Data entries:
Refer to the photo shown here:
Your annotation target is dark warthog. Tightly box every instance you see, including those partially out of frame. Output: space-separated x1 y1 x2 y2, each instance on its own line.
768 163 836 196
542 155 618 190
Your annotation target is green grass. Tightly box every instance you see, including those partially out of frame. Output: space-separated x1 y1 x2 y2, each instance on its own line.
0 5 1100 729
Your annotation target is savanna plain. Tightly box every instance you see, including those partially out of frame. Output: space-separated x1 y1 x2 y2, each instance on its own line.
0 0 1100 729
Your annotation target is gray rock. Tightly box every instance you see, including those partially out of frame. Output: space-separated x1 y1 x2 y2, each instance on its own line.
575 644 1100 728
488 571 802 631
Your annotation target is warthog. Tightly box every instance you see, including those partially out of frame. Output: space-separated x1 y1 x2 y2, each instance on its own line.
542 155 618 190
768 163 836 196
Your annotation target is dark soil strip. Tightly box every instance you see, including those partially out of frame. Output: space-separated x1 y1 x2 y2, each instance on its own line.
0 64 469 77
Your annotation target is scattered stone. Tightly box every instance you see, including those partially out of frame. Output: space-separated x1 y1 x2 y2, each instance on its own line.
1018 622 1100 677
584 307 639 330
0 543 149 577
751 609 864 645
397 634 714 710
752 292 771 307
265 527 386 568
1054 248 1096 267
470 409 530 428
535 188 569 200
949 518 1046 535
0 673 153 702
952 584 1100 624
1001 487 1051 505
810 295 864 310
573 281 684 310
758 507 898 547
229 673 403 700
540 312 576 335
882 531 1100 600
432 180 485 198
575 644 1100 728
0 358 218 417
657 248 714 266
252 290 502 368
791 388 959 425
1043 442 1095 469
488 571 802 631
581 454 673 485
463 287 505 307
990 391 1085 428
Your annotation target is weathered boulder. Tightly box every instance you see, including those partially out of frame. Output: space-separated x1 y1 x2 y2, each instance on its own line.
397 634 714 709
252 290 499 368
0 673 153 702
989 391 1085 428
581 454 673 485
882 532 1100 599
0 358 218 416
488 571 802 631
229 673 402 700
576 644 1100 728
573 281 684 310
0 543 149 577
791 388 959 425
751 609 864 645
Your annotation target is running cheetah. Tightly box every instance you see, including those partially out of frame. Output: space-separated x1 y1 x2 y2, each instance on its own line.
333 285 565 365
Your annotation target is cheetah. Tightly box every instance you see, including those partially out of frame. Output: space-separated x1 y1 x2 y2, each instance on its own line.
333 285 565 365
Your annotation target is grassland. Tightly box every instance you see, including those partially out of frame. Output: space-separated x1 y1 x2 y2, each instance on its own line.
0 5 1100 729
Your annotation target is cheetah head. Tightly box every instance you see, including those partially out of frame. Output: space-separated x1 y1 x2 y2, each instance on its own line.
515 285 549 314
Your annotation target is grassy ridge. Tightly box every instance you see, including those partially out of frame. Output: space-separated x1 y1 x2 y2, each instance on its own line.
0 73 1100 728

Stated exercise: Update the listing above by swapping "annotation target" for "labeling target" throughout, leaving everything else unchanged.

Written reply:
Refer to the photo shown here:
Your labeling target is dark warthog. Tightly box every instance you see, including those partially out of frame. Output: space-separated x1 y1 x2 y2, each instance on its own line.
768 163 836 196
542 155 618 190
Your labeling target is green grass. Tightly box every instance you see, including those partially out of frame. Output: space-separated x1 y1 x2 y2, each instance on its own line.
0 5 1100 729
Your labeling target is savanna plain. Tightly box every instance you see, including those partially out of frame. Output: space-separated x1 y1 x2 y2, each instance on its own line.
0 0 1100 729
Your labeling target is gray rock. Tightly box every instance you see, including those partially out of frame. Output: space-separated x1 y1 x2 y2, each instance on its own line.
575 644 1100 728
488 571 802 631
Your labeling target is warthog. Tightly box every instance you see, including those partially out of frame. Output: space-separated x1 y1 x2 y2, each instance on its own line.
542 155 618 190
768 163 836 196
Your labeling target is dark soil strip. Tightly box every instance you see, including those partially out of frame. Output: space-separated x1 y1 x2 y2, each instance on its own line.
0 64 469 77
Your labeling target is scattered stone. Tightly box every instance you see, including those partially out of frame. Output: space-separated x1 y1 x2 y2, each instance on its own line.
1018 622 1100 677
584 307 639 330
0 543 149 577
751 609 864 645
397 634 714 710
752 292 771 307
265 527 386 568
1054 248 1096 267
470 409 530 428
535 188 569 200
949 518 1046 535
0 673 153 702
952 584 1100 624
1001 487 1051 505
810 295 864 310
573 281 684 310
758 507 898 547
229 673 403 700
540 312 576 335
882 531 1100 600
432 180 485 198
575 644 1100 728
0 358 218 417
657 248 714 266
252 290 502 368
791 388 959 425
1043 442 1095 469
488 571 802 631
581 454 673 485
463 287 505 307
990 391 1085 428
Your labeling target is weathered boulder. Tightly box every instance you see, including those partially out of frame. Output: space-separated x1 y1 x2 y2, each instance on its own line.
397 634 714 709
252 290 499 368
0 673 153 702
989 391 1085 428
581 454 673 485
882 532 1100 599
0 358 218 416
488 571 802 631
229 673 402 700
576 644 1100 728
573 281 684 310
0 543 149 577
791 388 959 425
751 609 864 645
Your labeling target is running cheetah. Tightly box every instance you see, including those partially out of frame. Output: space-separated x1 y1 x2 y2, each instance on its own line.
333 285 565 365
Your labeling target is cheetah. Tightly box every instance you see, including those partially out of frame. Output: space-separated x1 y1 x2 y2, each instance on its own line.
333 285 565 365
Your labeling target is grassland. Tightly box every instance you see, including those partially out of frame. Output: space-separated x1 y1 x2 y2, each instance on its own line.
0 5 1100 729
Your labeling target is cheetah head. Tightly box every instance you see, including those partially out of frame. Output: space-separated x1 y1 x2 y2, each instance on its own line.
515 285 549 314
Your labeling target is grassy ridge. Tightly box every instance you see, including those partially out of frame. Output: space-separated x1 y1 x2 y2, each instance on its own line.
0 73 1100 728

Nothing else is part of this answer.